* TASK INSTRUCTIONS
Pull out every line below that contains the word "photograph".

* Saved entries
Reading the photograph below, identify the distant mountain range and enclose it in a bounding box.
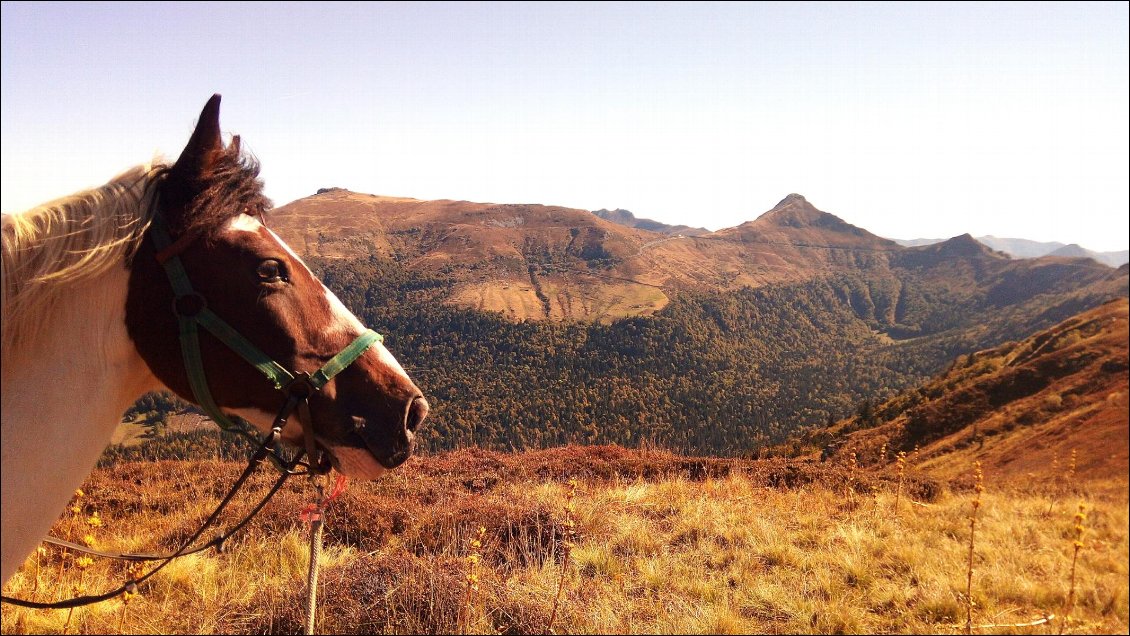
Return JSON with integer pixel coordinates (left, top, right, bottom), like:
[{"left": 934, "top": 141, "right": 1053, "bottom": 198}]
[{"left": 893, "top": 235, "right": 1128, "bottom": 267}]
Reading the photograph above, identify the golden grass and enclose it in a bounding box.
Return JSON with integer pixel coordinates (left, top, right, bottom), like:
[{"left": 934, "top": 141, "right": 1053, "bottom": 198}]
[{"left": 2, "top": 450, "right": 1127, "bottom": 634}]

* PROBLEM SOLUTION
Reading the photograph below, identify the distant mountain range and enclose it in a bounding box.
Reading the photograph above, identify the golden grass and enclose it in a bounding box.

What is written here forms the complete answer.